### [Exercise directions]
Only the lines from the one containing "Look at the photo above. For every instance of the row" to the end of the entries should be written out, each exactly as it stands, both ends included.

### [Working data]
* * * * * * *

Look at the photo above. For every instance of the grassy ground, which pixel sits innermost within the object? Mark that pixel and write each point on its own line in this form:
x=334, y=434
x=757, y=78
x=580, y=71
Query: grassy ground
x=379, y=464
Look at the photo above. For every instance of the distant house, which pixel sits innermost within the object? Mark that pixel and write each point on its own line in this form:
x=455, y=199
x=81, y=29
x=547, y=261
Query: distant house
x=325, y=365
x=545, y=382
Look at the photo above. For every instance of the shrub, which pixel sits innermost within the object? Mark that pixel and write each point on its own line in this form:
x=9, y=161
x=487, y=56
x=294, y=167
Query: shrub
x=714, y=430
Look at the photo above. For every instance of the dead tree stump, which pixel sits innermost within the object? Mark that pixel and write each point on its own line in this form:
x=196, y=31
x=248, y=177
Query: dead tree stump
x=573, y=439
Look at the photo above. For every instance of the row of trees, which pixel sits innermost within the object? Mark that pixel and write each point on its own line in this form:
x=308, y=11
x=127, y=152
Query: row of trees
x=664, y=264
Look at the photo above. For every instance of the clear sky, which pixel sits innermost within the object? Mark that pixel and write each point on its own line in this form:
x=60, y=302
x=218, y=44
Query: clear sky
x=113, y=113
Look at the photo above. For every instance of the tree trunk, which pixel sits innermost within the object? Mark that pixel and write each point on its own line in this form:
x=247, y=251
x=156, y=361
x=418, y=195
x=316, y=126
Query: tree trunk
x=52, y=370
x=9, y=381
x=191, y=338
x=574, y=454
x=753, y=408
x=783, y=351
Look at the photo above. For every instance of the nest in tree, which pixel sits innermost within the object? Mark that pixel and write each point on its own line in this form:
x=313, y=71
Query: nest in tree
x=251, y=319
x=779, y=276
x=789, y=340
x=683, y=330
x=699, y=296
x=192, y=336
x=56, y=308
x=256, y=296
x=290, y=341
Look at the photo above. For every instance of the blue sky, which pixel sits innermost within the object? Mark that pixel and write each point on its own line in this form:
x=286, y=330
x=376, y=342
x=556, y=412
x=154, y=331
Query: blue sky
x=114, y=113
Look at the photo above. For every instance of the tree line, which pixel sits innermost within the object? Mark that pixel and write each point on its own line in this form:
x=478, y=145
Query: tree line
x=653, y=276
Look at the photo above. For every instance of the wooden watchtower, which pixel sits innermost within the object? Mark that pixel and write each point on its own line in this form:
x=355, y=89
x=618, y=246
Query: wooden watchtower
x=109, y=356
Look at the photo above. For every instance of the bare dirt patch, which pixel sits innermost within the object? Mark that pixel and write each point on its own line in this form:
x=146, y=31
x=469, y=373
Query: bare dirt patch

* * * * * * *

### [Problem solution]
Look at the photo above. For every instance of the row of trees, which pixel sits innermost within the object? Mark that pixel and write each point on its own line in this form:
x=308, y=11
x=127, y=152
Query: row of trees
x=664, y=264
Look at the photo above. For every instance of the clear sky, which pixel sits innermost within the object? Mark that pixel and write each point on its own line in this form:
x=60, y=302
x=218, y=44
Query: clear sky
x=113, y=113
Look at the photo above. For every instance of the tree trunk, which pixel sits innermost within the object? Mark that pixel and write each point on its own line in this form:
x=247, y=251
x=156, y=361
x=418, y=195
x=316, y=126
Query: tree trunk
x=52, y=370
x=9, y=381
x=191, y=338
x=574, y=454
x=753, y=408
x=783, y=351
Look at the photo above. For every instance of the nest in tree, which pixel sits innermost within the object? Mark that pixel and write each point on its own line in this form:
x=313, y=71
Query: nest in tree
x=251, y=319
x=779, y=276
x=789, y=340
x=683, y=330
x=699, y=296
x=192, y=336
x=56, y=308
x=256, y=296
x=290, y=341
Look at the photo above. For every instance of the blue sky, which pixel sits innermost within the object? Mark that pixel and write each point on its own line in this form:
x=286, y=330
x=376, y=342
x=556, y=412
x=154, y=331
Query: blue sky
x=114, y=113
Look at the photo above. For every instance of the tree line, which pixel sits innermost within the object? Mark that pixel and write each point on its own line in this form:
x=478, y=145
Query: tree line
x=653, y=276
Look at the photo above. For every instance of the wooden watchtower, which pixel sits innermost within the object? Mark that pixel and write each point on its own line in this form:
x=355, y=89
x=618, y=246
Query: wooden watchtower
x=109, y=356
Look at the photo above. For every instance of the bare dirt patch, which pixel sits innermost within the object? Mark that pixel and write each point on its own line in this form:
x=146, y=31
x=469, y=373
Query: bare dirt patch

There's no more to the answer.